*** Document segment ***

DSM-5-Defined Major Depressive Disorder Highly Prevalent Among U.S. Adults

The study found 12-month and lifetime prevalence of MDD was 10.4% and 20.6%, respectively; while lower odds were observed among men
The study found 12-month and lifetime prevalence of MDD was 10.4% and 20.6%, respectively; while lower odds were observed among men

A recent analysis determined that the Diagnostic and Statistical Manual of Mental Disorders-5 (DSM-5)-defined major depressive disorder (MDD) is not only a highly prevalent and disabling disease but is also left untreated in a substantial amount of patients.

To determine the prevalence of DSM-5 MDD as well as DSM-5 specifiers, the study authors conducted “in-person interviews with a representative sample of US noninstitutionalized civilian adults (≥18 years) (n = 36 309) who participated in the 2012-2013 National Epidemiologic Survey on Alcohol and Related Conditions III (NESARC-III).” Data collection occurred between April 2012 and June 2013 and was analyzed in 2016-2017.

***

:: Exercise goal ::
Using the depression prevalence article, decide whether each statement agrees with it: (a) data collection took place from April 2012 through June 2013; (b) the interview sample included institutionalized adults; (c) the lifetime prevalence of MDD was 10.4%. Answer yes or no for each and quote the words that decide it. The rows below the depression prevalence article come from a separate source.

*** Data provided ***

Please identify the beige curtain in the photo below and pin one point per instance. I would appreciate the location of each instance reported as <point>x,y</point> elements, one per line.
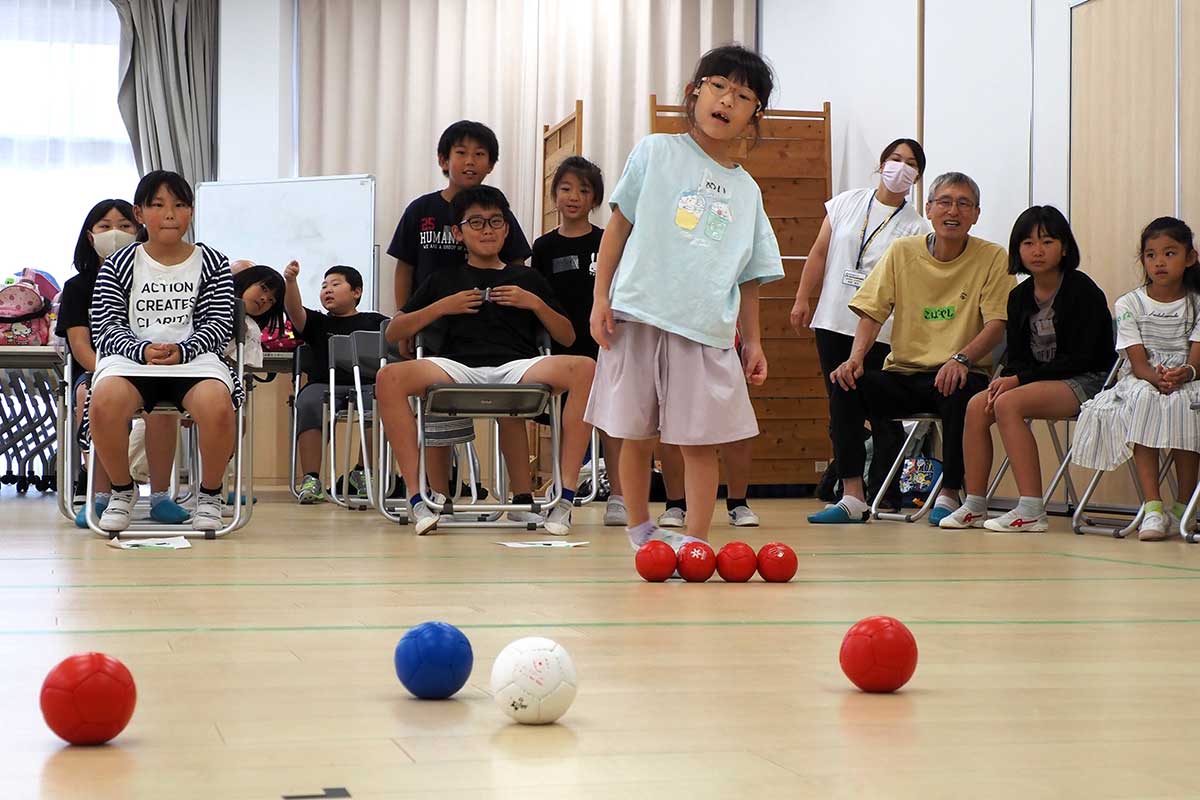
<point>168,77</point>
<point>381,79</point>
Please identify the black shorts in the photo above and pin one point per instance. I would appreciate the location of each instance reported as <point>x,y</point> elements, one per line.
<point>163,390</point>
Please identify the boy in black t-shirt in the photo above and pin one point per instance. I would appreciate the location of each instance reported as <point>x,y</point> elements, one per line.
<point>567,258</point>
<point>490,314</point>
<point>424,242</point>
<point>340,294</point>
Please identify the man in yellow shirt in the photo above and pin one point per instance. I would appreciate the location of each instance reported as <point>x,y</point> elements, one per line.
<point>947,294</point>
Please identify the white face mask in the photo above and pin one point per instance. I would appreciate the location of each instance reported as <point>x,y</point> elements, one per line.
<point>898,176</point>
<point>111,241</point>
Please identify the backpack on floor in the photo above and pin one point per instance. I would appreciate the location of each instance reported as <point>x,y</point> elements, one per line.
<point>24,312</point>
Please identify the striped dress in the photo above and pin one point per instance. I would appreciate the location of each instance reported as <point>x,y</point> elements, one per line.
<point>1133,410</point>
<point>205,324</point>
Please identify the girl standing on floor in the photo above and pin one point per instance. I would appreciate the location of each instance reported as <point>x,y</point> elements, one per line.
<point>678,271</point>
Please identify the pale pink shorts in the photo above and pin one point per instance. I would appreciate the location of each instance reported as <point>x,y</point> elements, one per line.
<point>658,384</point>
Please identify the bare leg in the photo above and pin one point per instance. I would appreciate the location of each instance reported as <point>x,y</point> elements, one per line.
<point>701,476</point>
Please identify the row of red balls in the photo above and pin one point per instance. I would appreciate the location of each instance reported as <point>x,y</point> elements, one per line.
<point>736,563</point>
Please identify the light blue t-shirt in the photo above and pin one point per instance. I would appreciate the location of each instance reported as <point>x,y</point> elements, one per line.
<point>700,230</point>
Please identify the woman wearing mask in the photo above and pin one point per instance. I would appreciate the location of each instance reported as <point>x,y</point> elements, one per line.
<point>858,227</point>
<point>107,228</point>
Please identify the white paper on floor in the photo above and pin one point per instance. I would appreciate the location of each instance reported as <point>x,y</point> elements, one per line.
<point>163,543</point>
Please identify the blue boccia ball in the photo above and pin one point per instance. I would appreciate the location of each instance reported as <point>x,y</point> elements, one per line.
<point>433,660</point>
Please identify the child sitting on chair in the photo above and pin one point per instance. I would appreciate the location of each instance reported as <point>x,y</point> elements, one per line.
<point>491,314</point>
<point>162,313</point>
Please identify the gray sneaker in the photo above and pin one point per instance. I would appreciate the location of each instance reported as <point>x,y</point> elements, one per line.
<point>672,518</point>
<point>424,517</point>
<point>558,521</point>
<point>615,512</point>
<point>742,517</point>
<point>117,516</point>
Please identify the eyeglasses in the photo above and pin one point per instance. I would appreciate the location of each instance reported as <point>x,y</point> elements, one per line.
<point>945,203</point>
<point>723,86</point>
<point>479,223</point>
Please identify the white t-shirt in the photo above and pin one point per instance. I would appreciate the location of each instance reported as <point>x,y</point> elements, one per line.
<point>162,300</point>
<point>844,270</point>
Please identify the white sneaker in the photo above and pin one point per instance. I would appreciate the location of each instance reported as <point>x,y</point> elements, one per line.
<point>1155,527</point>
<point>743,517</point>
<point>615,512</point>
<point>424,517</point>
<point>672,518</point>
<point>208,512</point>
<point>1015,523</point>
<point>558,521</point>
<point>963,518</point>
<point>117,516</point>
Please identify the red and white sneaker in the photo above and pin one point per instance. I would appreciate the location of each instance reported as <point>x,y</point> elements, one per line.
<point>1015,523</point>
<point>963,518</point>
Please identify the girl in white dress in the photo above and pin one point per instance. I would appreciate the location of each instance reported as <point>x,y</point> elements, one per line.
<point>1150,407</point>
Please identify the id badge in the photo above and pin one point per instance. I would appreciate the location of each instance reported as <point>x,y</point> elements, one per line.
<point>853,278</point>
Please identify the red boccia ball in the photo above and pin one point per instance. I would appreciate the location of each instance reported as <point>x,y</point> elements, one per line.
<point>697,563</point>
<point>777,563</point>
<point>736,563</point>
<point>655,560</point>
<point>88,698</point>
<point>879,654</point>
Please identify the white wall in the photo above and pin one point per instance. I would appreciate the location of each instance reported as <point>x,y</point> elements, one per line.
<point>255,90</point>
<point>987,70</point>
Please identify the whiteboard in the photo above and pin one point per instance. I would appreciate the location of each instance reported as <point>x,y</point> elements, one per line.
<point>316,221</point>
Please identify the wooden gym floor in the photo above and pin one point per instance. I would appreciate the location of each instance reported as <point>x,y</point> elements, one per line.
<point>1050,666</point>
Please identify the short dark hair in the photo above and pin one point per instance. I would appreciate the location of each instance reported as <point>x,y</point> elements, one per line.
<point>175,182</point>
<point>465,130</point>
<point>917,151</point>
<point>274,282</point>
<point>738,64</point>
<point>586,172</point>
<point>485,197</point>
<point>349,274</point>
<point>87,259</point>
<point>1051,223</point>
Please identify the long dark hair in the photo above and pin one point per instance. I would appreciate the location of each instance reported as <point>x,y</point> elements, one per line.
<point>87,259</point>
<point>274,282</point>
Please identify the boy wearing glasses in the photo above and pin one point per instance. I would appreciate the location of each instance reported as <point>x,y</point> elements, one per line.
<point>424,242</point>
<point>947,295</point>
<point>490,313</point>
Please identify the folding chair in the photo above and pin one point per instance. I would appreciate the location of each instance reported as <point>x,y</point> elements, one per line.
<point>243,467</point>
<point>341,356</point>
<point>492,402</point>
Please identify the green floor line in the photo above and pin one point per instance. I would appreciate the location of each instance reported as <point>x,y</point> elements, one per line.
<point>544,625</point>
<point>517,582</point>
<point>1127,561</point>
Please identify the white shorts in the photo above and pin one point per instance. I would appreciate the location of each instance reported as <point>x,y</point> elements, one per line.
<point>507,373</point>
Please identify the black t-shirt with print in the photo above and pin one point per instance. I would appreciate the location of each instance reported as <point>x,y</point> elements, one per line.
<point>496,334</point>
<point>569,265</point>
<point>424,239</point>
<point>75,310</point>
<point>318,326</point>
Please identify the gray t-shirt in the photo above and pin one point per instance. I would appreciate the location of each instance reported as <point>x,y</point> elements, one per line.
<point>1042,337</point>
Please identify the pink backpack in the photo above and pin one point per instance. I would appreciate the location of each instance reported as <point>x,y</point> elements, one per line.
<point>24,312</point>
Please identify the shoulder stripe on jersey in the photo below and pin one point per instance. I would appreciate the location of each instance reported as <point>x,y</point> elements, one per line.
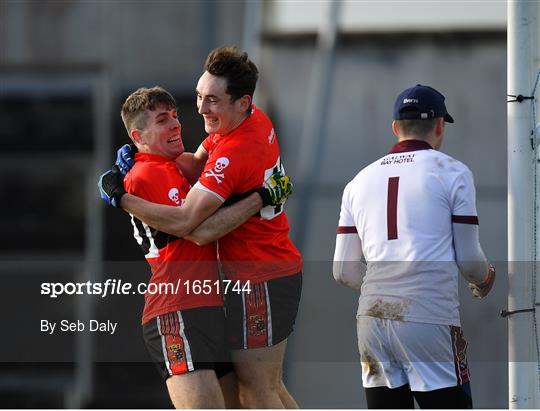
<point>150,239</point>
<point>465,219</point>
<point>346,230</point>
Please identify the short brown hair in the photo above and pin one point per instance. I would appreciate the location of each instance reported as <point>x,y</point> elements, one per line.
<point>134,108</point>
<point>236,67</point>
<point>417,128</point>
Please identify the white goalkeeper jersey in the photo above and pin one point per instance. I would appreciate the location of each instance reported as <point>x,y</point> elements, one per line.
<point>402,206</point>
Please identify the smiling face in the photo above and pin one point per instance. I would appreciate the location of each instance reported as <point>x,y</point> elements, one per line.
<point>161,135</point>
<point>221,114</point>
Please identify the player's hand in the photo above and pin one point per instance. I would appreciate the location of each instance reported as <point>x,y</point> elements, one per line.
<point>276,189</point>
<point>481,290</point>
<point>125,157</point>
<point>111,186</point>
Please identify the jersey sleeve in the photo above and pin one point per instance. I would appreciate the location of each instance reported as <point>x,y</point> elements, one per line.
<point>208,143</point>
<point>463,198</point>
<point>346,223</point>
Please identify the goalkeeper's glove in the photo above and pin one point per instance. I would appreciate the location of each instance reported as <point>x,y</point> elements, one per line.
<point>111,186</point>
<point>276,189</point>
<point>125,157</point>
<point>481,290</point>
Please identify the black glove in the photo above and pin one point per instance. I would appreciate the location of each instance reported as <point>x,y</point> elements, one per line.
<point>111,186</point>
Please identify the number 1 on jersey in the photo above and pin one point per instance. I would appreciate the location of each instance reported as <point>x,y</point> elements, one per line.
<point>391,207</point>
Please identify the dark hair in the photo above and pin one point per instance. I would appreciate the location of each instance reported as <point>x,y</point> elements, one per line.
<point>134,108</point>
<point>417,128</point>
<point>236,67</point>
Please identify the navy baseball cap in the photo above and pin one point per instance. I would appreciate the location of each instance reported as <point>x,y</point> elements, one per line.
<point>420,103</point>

***

:: Answer to this exercise ::
(a) Yes: "Data collection occurred between April 2012 and June 2013"
(b) No: "a representative sample of US noninstitutionalized civilian adults (≥18 years)"
(c) No: "12-month and lifetime prevalence of MDD was 10.4% and 20.6%, respectively"